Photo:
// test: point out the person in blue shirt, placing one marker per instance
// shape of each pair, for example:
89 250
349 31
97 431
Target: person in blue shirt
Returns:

------------------------------

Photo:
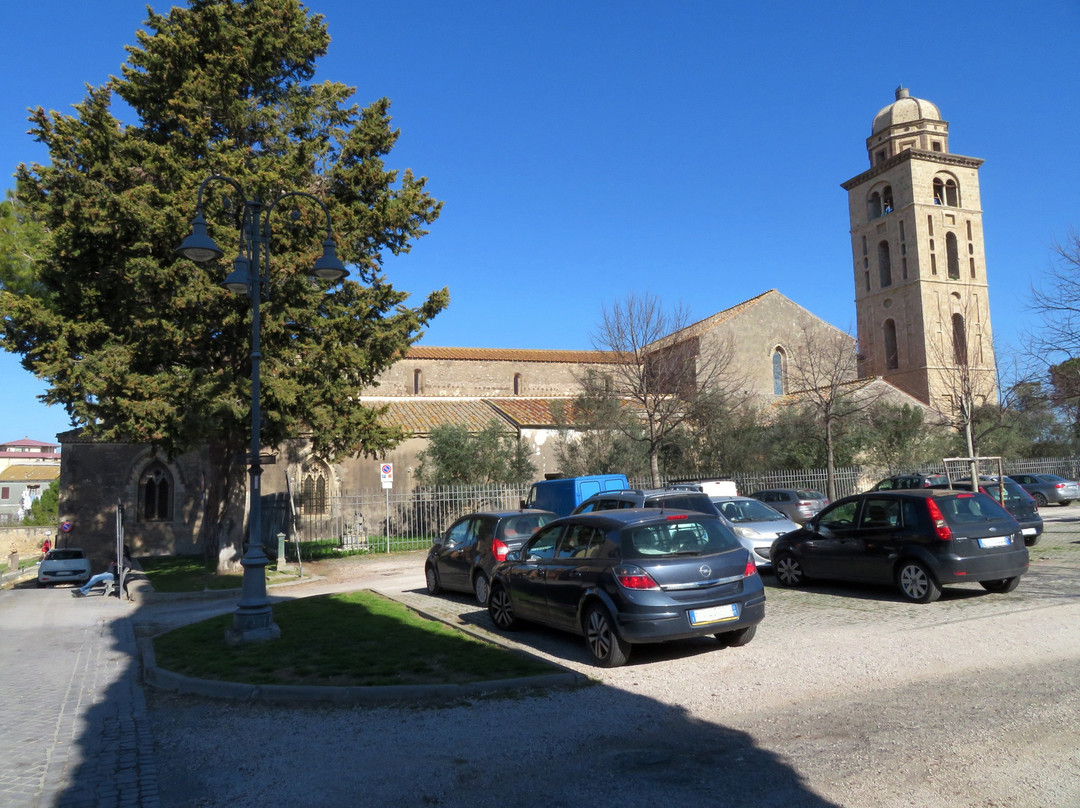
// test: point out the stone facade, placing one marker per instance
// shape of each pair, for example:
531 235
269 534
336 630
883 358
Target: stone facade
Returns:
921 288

------------------------------

## [Work required]
If a line in the entries above contains "point", report it.

## [Expected output]
// test: point out the person in blue shirt, placing one marker per instance
// test: point out the stone facade, placing one marker per instance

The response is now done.